=== Your instructions ===
Count the lines in the records that contain the string "curtain", and reply with that number alone.

# # #

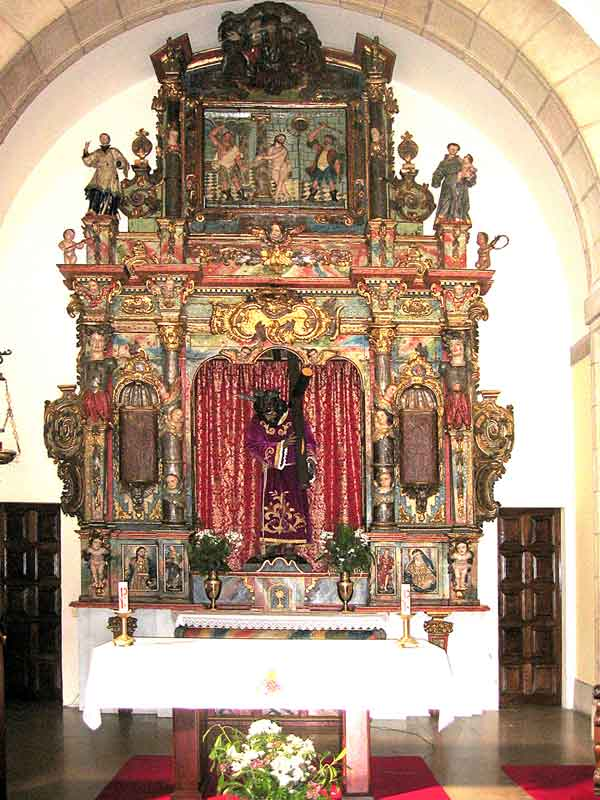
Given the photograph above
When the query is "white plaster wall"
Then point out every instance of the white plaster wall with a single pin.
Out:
(535, 305)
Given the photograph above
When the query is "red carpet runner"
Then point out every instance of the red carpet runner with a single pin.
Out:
(151, 778)
(555, 781)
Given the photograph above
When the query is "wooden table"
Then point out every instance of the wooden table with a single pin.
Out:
(191, 675)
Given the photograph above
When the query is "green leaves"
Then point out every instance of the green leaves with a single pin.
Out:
(348, 550)
(267, 764)
(208, 551)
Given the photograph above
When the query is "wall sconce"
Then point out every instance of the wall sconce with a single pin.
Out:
(6, 456)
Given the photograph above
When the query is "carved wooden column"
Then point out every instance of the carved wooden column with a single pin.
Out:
(376, 65)
(171, 337)
(171, 233)
(381, 297)
(100, 233)
(454, 237)
(381, 338)
(170, 63)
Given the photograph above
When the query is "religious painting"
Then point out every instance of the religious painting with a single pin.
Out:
(275, 156)
(139, 563)
(385, 570)
(421, 568)
(173, 566)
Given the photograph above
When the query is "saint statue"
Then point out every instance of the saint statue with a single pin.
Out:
(275, 440)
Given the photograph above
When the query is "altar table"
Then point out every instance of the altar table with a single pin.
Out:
(357, 677)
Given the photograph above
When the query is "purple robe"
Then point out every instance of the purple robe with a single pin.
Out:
(284, 502)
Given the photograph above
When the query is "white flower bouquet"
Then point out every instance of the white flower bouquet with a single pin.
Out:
(267, 764)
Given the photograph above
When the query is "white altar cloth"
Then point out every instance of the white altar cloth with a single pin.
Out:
(311, 621)
(376, 676)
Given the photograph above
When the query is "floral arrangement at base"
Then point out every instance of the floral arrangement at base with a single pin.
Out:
(268, 764)
(208, 550)
(347, 549)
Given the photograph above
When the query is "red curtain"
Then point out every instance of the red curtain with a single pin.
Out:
(228, 480)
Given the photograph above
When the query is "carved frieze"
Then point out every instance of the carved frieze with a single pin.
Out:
(278, 315)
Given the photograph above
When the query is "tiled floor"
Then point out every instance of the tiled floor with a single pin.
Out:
(52, 755)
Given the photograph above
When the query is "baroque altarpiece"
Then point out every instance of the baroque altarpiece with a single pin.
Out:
(275, 234)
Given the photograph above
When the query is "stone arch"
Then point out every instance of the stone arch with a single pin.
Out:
(534, 53)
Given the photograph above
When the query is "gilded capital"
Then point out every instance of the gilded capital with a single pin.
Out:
(382, 337)
(171, 336)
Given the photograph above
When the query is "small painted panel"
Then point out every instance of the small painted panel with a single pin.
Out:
(139, 567)
(173, 568)
(275, 156)
(421, 568)
(386, 578)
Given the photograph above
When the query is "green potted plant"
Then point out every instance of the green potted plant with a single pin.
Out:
(347, 550)
(207, 555)
(266, 764)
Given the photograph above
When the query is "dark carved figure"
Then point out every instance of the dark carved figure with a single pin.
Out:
(104, 190)
(271, 47)
(456, 399)
(455, 175)
(271, 440)
(97, 556)
(141, 573)
(461, 562)
(420, 572)
(327, 166)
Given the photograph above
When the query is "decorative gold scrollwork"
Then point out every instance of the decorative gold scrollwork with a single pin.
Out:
(139, 304)
(137, 369)
(494, 434)
(171, 336)
(381, 338)
(281, 315)
(63, 436)
(416, 307)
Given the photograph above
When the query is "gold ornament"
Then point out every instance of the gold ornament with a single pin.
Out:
(280, 314)
(494, 435)
(171, 336)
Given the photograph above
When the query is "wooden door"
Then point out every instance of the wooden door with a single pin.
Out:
(529, 608)
(30, 576)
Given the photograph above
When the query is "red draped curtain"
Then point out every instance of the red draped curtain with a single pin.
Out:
(228, 480)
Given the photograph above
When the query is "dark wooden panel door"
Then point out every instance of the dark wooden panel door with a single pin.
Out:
(30, 564)
(529, 607)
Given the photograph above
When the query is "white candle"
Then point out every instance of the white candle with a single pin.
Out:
(405, 599)
(123, 597)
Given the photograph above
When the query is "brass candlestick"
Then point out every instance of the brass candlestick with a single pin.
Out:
(123, 639)
(406, 640)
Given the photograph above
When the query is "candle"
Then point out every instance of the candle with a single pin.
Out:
(123, 597)
(405, 599)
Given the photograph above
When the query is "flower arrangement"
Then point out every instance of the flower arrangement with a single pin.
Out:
(268, 764)
(347, 549)
(208, 551)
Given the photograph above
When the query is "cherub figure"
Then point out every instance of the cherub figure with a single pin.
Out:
(69, 246)
(461, 560)
(97, 556)
(485, 248)
(382, 426)
(277, 256)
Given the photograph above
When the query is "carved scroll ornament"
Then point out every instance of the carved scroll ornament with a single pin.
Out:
(279, 315)
(63, 436)
(493, 428)
(420, 405)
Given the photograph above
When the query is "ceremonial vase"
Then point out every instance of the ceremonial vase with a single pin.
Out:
(345, 587)
(212, 587)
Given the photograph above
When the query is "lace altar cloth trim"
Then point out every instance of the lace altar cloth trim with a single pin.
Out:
(283, 622)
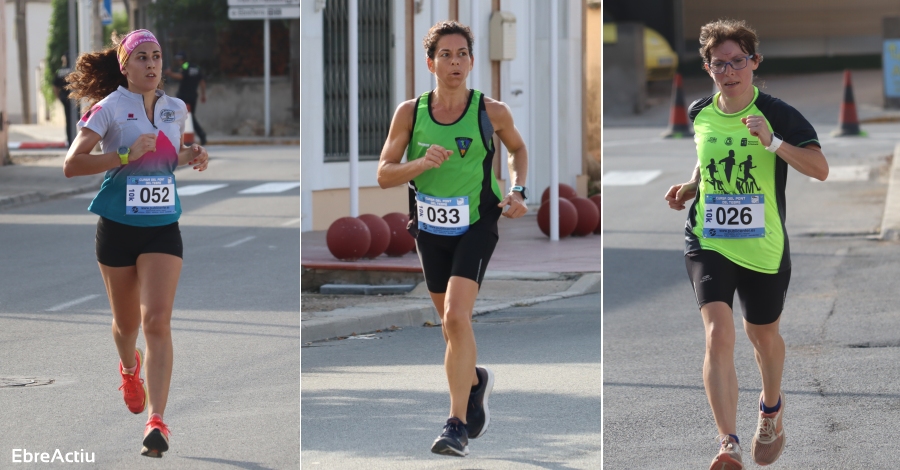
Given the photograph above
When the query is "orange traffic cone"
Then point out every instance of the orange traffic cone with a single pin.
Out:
(678, 122)
(189, 128)
(848, 122)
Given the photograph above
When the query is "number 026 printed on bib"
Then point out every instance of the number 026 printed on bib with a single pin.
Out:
(734, 216)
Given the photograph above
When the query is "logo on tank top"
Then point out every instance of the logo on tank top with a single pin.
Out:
(463, 143)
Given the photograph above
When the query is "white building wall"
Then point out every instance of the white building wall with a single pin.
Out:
(36, 22)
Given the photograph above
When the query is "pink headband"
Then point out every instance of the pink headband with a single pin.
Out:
(132, 40)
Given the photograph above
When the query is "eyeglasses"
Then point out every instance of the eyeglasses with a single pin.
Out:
(736, 64)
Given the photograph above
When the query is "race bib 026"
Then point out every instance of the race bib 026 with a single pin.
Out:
(443, 215)
(150, 195)
(734, 216)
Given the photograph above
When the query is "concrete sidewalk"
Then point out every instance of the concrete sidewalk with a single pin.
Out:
(526, 269)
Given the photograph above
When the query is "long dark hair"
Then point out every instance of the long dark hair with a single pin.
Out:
(97, 74)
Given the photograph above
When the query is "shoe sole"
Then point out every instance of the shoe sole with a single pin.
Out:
(138, 372)
(726, 463)
(441, 447)
(154, 444)
(487, 412)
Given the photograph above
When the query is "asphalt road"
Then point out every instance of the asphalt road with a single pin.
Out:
(840, 321)
(379, 403)
(234, 401)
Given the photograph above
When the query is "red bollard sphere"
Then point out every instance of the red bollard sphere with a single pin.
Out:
(380, 233)
(588, 216)
(568, 218)
(565, 192)
(348, 239)
(401, 241)
(596, 199)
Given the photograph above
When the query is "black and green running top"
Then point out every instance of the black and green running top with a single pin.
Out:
(469, 170)
(740, 207)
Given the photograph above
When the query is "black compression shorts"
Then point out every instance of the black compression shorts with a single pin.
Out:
(465, 255)
(119, 245)
(715, 279)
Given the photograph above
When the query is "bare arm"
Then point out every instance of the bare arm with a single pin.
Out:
(517, 158)
(391, 172)
(80, 161)
(681, 193)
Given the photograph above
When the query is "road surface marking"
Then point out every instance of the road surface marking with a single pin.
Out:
(72, 303)
(195, 189)
(629, 178)
(271, 188)
(837, 174)
(242, 240)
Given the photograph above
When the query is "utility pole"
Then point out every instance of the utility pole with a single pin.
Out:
(24, 70)
(4, 113)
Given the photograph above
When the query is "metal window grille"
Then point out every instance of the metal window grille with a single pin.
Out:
(375, 45)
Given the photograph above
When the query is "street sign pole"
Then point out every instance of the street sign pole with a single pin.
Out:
(268, 79)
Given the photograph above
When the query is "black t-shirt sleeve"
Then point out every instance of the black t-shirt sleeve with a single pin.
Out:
(789, 125)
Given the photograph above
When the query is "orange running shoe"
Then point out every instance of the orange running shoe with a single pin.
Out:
(729, 457)
(156, 437)
(133, 388)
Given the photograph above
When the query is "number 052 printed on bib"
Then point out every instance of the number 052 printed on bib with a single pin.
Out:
(734, 216)
(150, 195)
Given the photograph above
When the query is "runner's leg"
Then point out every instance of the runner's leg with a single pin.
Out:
(158, 276)
(769, 348)
(123, 291)
(461, 355)
(438, 300)
(719, 375)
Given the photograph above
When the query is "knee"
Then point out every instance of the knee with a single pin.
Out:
(157, 324)
(720, 340)
(456, 321)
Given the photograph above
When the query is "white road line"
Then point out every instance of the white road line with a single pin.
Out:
(271, 188)
(242, 240)
(195, 189)
(629, 178)
(839, 174)
(72, 303)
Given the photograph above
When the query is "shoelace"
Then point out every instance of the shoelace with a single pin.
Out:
(130, 383)
(158, 424)
(767, 432)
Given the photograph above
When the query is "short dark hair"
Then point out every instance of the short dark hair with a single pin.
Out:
(715, 33)
(443, 28)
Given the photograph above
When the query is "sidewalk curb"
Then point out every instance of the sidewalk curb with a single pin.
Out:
(7, 202)
(890, 222)
(361, 320)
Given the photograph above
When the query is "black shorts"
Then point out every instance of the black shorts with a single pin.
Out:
(465, 255)
(715, 279)
(119, 245)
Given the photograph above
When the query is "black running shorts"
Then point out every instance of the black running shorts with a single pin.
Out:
(465, 255)
(715, 279)
(119, 245)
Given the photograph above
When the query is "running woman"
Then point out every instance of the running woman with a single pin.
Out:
(736, 240)
(138, 242)
(455, 203)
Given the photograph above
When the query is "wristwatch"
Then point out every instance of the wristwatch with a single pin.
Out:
(123, 154)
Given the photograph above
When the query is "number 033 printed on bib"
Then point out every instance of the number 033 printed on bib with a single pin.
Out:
(443, 215)
(734, 216)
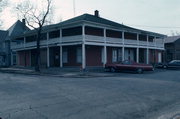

# # #

=== Final result ===
4